● **Text**:
⁂
# Tanker in collision off Dutch Coast



## dicamus (Jun 13, 2005)

A Greek tanker transporting kerosene and a Cypriot container ship have collided off the Dutch coast.
http://www.bbc.co.uk/news/world-europe-11520820 refers

Dick


----------



## Ian J. Huckin (Sep 27, 2008)

I just read the article on Yahoo and then went on to read the various comments posted underneath. Take this for example:

"Almost always there is no one on the bridge on these large modern ships at night. They have a collision-avoidance system that alerts the captain in case of a CPA (Closest Point of Approach) that can be preset. In the case of the tanker it takes so long to come to a stop that it would be set at about 5,000 yards (about 2 1/2 nautical miles). So truly fault will be assessed and heavy penalties will be adjudicated."

It is amazing how ill informed the public are....


----------



## James_C (Feb 17, 2005)

Ian,
Do you have a link for that?


----------



## Billieboy (May 18, 2009)

This time it is a boxer and a tanker, looks like port 1 wing got the hit, right through the double hull too. Dutch TV sais the aviation fuel (JP gas kero), will not be a poloution problem. Attemps will be made to ligten at sea before coming into Rotterdam for full discharge and temporary repairs. Wish I had this one, it looks very interesting. I'd say about fifty tonnes all painted and coated.


----------



## JoeQ (Jan 8, 2009)

Ian J. Huckin said:


> I just read the article on Yahoo and then went on to read the various comments posted underneath. Take this for example:
> 
> "Almost always there is no one on the bridge on these large modern ships at night. They have a collision-avoidance system that alerts the captain in case of a CPA (Closest Point of Approach) that can be preset. In the case of the tanker it takes so long to come to a stop that it would be set at about 5,000 yards (about 2 1/2 nautical miles). So truly fault will be assessed and heavy penalties will be adjudicated."
> 
> It is amazing how ill informed the public are....



You mean that's not true??


----------



## Ian J. Huckin (Sep 27, 2008)

James_C said:


> Ian,
> Do you have a link for that?


Try this Jim:

http://news.yahoo.com/s/ap/20101012/ap_on_re_eu/eu_netherlands_ships_collide#mwpphu-container

Go down past the news item and see the comments. You might have to scroll through to the second page to see it.

I really despair when I read what people write, they pull politics and sicko stuff into it. Anyway, if I want intelligent and stimulating reading I ALWAYS come to SN.

Hope it works.....


----------



## James_C (Feb 17, 2005)

Thanks for that Ian - the mind boggles!


----------



## Billieboy (May 18, 2009)
⁂
● **Dataset rows**:
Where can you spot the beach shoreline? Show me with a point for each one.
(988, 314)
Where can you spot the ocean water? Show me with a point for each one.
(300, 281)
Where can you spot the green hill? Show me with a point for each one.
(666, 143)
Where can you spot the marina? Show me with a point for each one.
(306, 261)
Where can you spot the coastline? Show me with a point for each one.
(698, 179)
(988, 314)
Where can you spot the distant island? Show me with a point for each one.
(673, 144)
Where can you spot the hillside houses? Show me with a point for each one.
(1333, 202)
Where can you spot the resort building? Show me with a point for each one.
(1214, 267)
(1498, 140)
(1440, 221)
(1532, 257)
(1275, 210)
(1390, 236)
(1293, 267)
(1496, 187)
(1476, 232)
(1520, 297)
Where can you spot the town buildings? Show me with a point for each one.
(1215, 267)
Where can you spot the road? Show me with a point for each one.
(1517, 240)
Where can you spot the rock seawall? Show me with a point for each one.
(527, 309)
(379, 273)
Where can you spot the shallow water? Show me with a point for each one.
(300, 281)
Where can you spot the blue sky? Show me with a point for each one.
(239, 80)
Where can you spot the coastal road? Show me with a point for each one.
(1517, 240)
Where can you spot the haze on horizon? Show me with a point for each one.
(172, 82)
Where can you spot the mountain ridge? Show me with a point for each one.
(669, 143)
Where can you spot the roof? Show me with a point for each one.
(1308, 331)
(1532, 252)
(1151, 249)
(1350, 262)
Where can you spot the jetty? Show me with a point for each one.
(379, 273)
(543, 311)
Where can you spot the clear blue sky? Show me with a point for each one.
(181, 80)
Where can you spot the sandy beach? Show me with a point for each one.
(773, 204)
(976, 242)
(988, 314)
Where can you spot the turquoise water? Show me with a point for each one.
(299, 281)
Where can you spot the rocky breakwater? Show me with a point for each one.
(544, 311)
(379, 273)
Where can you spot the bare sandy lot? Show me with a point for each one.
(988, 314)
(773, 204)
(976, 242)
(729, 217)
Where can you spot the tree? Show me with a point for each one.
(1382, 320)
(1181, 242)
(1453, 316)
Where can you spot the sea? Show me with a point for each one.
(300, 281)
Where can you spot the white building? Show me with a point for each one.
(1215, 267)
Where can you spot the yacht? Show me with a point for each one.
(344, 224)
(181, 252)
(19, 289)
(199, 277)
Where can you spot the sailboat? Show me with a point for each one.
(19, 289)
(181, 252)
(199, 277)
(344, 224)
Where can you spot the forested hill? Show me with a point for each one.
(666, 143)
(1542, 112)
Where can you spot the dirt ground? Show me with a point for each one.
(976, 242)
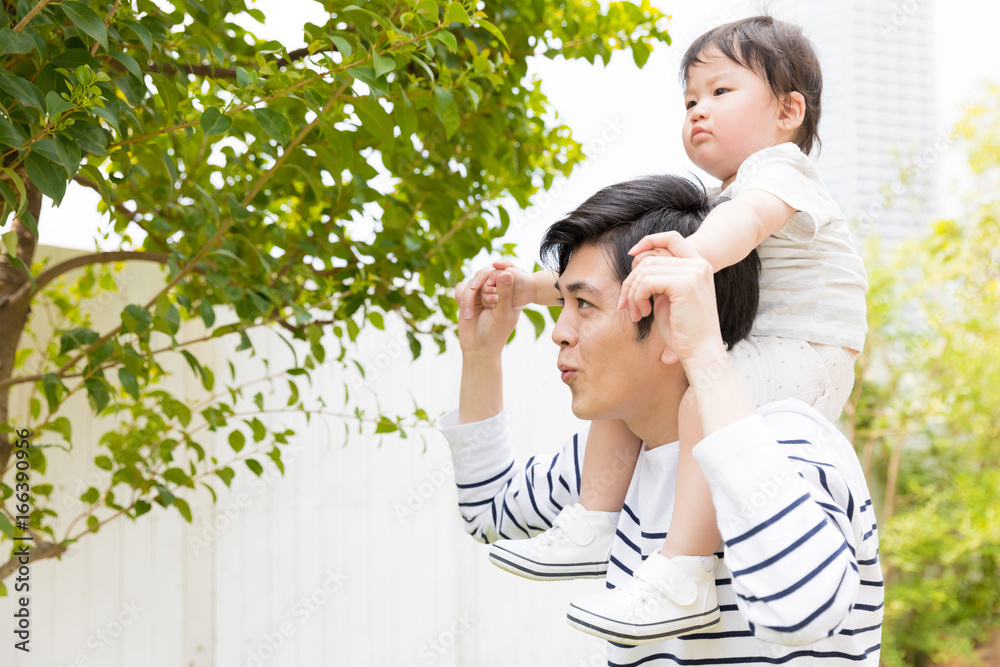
⁂
● **What is asked**:
A. Reproduce word for word the part of the tanker collision thread that opens with the words containing "This time it" and closes with "(Jan 8, 2009)".
B. According to the tanker collision thread, into which port is the tanker to come for full discharge and temporary repairs?

● **Solved tasks**:
A.
This time it is a boxer and a tanker, looks like port 1 wing got the hit, right through the double hull too. Dutch TV sais the aviation fuel (JP gas kero), will not be a poloution problem. Attemps will be made to ligten at sea before coming into Rotterdam for full discharge and temporary repairs. Wish I had this one, it looks very interesting. I'd say about fifty tonnes all painted and coated.


----------



## JoeQ (Jan 8, 2009)

B. Rotterdam